* PROBLEM TO WORK ON *
Output every line of the records below as a Markdown table with two columns, Row and Line. Number the rows in order and skip any blank lines.

* RECORDS TO USE *
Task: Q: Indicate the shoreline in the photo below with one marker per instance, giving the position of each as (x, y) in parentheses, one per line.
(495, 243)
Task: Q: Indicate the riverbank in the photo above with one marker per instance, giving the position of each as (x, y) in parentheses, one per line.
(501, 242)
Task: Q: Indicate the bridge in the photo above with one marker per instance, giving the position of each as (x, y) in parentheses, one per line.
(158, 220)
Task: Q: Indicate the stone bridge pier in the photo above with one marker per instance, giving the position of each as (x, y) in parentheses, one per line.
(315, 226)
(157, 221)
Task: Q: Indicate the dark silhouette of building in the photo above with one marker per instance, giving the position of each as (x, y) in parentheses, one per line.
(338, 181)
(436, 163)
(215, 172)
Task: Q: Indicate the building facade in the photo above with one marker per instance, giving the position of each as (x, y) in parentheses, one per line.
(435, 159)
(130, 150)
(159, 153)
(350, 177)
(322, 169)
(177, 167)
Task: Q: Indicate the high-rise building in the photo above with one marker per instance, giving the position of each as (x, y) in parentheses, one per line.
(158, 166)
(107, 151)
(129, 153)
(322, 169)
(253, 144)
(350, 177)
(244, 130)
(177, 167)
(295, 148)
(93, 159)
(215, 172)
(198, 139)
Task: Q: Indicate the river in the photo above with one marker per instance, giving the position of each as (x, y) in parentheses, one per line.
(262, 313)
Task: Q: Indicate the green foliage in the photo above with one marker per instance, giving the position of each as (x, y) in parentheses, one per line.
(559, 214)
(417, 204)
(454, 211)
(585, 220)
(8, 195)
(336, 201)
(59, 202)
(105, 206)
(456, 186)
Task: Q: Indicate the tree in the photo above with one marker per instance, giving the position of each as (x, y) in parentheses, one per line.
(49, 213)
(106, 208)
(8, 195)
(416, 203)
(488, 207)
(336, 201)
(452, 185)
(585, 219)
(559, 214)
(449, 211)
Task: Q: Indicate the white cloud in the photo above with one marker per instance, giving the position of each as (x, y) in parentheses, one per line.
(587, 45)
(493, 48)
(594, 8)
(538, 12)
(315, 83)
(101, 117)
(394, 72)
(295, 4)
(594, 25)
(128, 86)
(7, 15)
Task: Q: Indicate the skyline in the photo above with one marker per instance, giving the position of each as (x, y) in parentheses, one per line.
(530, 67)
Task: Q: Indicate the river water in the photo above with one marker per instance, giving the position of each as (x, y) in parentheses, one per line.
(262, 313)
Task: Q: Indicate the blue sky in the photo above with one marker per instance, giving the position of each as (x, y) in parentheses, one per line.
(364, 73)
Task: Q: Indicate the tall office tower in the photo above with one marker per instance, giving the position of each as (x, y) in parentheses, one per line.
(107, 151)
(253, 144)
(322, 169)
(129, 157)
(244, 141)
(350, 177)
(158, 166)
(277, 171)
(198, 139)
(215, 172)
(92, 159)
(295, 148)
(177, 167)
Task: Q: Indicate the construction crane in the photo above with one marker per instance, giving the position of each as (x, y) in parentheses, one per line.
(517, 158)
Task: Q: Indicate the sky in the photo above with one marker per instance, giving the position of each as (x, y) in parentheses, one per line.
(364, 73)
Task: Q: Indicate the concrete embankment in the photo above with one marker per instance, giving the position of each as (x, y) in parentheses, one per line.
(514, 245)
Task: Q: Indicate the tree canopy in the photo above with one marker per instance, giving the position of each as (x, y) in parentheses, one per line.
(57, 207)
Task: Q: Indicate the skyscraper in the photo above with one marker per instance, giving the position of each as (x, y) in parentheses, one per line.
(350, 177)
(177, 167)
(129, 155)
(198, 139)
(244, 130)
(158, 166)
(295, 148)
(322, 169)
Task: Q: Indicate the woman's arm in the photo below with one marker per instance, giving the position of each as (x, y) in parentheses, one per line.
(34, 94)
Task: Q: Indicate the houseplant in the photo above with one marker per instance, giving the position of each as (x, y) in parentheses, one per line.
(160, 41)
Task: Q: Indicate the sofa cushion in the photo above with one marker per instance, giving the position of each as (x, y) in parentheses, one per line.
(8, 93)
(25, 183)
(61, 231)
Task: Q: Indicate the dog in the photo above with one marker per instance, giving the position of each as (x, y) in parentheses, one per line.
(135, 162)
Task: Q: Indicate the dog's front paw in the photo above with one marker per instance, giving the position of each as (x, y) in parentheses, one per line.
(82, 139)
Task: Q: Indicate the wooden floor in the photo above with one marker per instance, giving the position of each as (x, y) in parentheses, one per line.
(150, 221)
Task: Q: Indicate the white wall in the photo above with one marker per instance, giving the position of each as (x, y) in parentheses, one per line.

* TASK RESULT *
| Row | Line |
|---|---|
| 1 | Task: Q: Indicate the shoreline in the photo below with one marker per instance, giving the position of each as (x, y) in parentheses, one per line. |
| 2 | (495, 243) |
| 3 | Task: Q: Indicate the riverbank in the photo above with one marker per instance, giving the position of each as (x, y) in parentheses, one per line. |
| 4 | (501, 242) |
| 5 | Task: Q: Indicate the bridge in the photo above with one marker per instance, giving the position of each as (x, y) in parentheses, one per line. |
| 6 | (158, 220) |
| 7 | Task: Q: Indicate the stone bridge pier in the photo above with one marker per instance, giving the position of each as (x, y) in parentheses, one per line. |
| 8 | (315, 226) |
| 9 | (157, 221) |
| 10 | Task: Q: Indicate the dark silhouette of building in the photo above with one marker per instance, giving the position of each as (x, y) in parentheses, one per line. |
| 11 | (338, 181) |
| 12 | (436, 163) |
| 13 | (215, 172) |
| 14 | Task: Q: Indicate the building facade in the photo above with one marker per instance, giving the position of each as (x, y) in parentheses, one per line. |
| 15 | (435, 159) |
| 16 | (130, 150) |
| 17 | (159, 153) |
| 18 | (350, 177) |
| 19 | (322, 169) |
| 20 | (177, 167) |
| 21 | Task: Q: Indicate the high-rise building in the photo above with one marker per instance, giving the position of each as (x, y) in parentheses, one per line. |
| 22 | (158, 166) |
| 23 | (107, 151) |
| 24 | (129, 153) |
| 25 | (322, 169) |
| 26 | (253, 144) |
| 27 | (350, 177) |
| 28 | (244, 130) |
| 29 | (177, 167) |
| 30 | (295, 148) |
| 31 | (93, 159) |
| 32 | (215, 172) |
| 33 | (198, 139) |
| 34 | Task: Q: Indicate the river in the photo above with one marker per instance, giving the position of each as (x, y) in parentheses, one per line. |
| 35 | (262, 313) |
| 36 | Task: Q: Indicate the green foliage in the photo above with one marker per instance, giving the position of each as (x, y) in parentheses, one per line. |
| 37 | (559, 214) |
| 38 | (417, 204) |
| 39 | (454, 211) |
| 40 | (585, 220) |
| 41 | (8, 195) |
| 42 | (336, 201) |
| 43 | (59, 202) |
| 44 | (105, 206) |
| 45 | (456, 186) |
| 46 | Task: Q: Indicate the tree in the photo above with one marker per instance, giving the position of each as (x, y) in parentheses, one per line. |
| 47 | (49, 213) |
| 48 | (106, 208) |
| 49 | (8, 195) |
| 50 | (416, 203) |
| 51 | (488, 207) |
| 52 | (336, 201) |
| 53 | (452, 185) |
| 54 | (585, 219) |
| 55 | (559, 214) |
| 56 | (449, 211) |
| 57 | Task: Q: Indicate the white cloud in the photo above with one marker per instance, giving the position of each as (x, y) in parentheses, one per line. |
| 58 | (587, 45) |
| 59 | (493, 48) |
| 60 | (594, 8) |
| 61 | (538, 12) |
| 62 | (315, 83) |
| 63 | (101, 117) |
| 64 | (394, 72) |
| 65 | (295, 4) |
| 66 | (594, 25) |
| 67 | (128, 86) |
| 68 | (7, 15) |
| 69 | Task: Q: Indicate the skyline in the photo above with one marker per instance, giving the position of each as (x, y) in parentheses, one per line. |
| 70 | (530, 67) |
| 71 | Task: Q: Indicate the river water in the photo above with one marker per instance, giving the position of each as (x, y) in parentheses, one per line. |
| 72 | (262, 313) |
| 73 | Task: Q: Indicate the blue sky in the photo above with one marker per instance, giving the position of each as (x, y) in parentheses, one per line. |
| 74 | (364, 73) |
| 75 | Task: Q: Indicate the tall office tower in the photo above with one marker per instance, giving the position of each as (x, y) in parentheses, one per line. |
| 76 | (107, 151) |
| 77 | (253, 144) |
| 78 | (322, 169) |
| 79 | (129, 157) |
| 80 | (244, 141) |
| 81 | (350, 177) |
| 82 | (158, 166) |
| 83 | (277, 171) |
| 84 | (198, 139) |
| 85 | (215, 172) |
| 86 | (92, 159) |
| 87 | (295, 148) |
| 88 | (177, 167) |
| 89 | Task: Q: Indicate the construction crane in the photo above with one marker per instance, giving the position of each as (x, y) in parentheses, one per line. |
| 90 | (517, 158) |
| 91 | Task: Q: Indicate the sky in the photo above with one marker per instance, giving the position of each as (x, y) in parentheses, one per line. |
| 92 | (364, 73) |
| 93 | Task: Q: Indicate the concrete embankment in the photo above with one marker per instance, giving the position of each as (x, y) in parentheses, one per line. |
| 94 | (514, 245) |
| 95 | Task: Q: Indicate the tree canopy in the photo above with one marker per instance, giving the position of each as (x, y) in parentheses, one per line. |
| 96 | (57, 207) |
| 97 | Task: Q: Indicate the skyscraper in the photo above with one marker per instance, giving the position of each as (x, y) in parentheses, one per line. |
| 98 | (350, 177) |
| 99 | (177, 167) |
| 100 | (129, 155) |
| 101 | (198, 139) |
| 102 | (244, 130) |
| 103 | (158, 166) |
| 104 | (295, 148) |
| 105 | (322, 169) |
| 106 | Task: Q: Indicate the woman's arm in the photo below with one marker per instance, giving the position of each as (x, y) in parentheses, one per line. |
| 107 | (34, 94) |
| 108 | Task: Q: Indicate the houseplant in the photo above with one marker per instance, giving the position of each as (x, y) in parentheses, one per line. |
| 109 | (160, 41) |
| 110 | Task: Q: Indicate the sofa cushion in the photo above with one marker per instance, giving the position of each as (x, y) in parentheses, one per line. |
| 111 | (8, 93) |
| 112 | (25, 183) |
| 113 | (61, 231) |
| 114 | Task: Q: Indicate the dog in the photo above with one marker per instance, giving the position of each as (x, y) in parentheses, one per line. |
| 115 | (135, 162) |
| 116 | Task: Q: Indicate the dog's front paw in the photo above with one marker per instance, giving the position of each as (x, y) in parentheses, one per line. |
| 117 | (82, 139) |
| 118 | Task: Q: Indicate the wooden floor in the photo above with one marker per instance, giving the position of each as (x, y) in parentheses, one per line. |
| 119 | (150, 221) |
| 120 | Task: Q: Indicate the white wall in the photo above with one marker per instance, giving the position of each as (x, y) in parentheses, one per line. |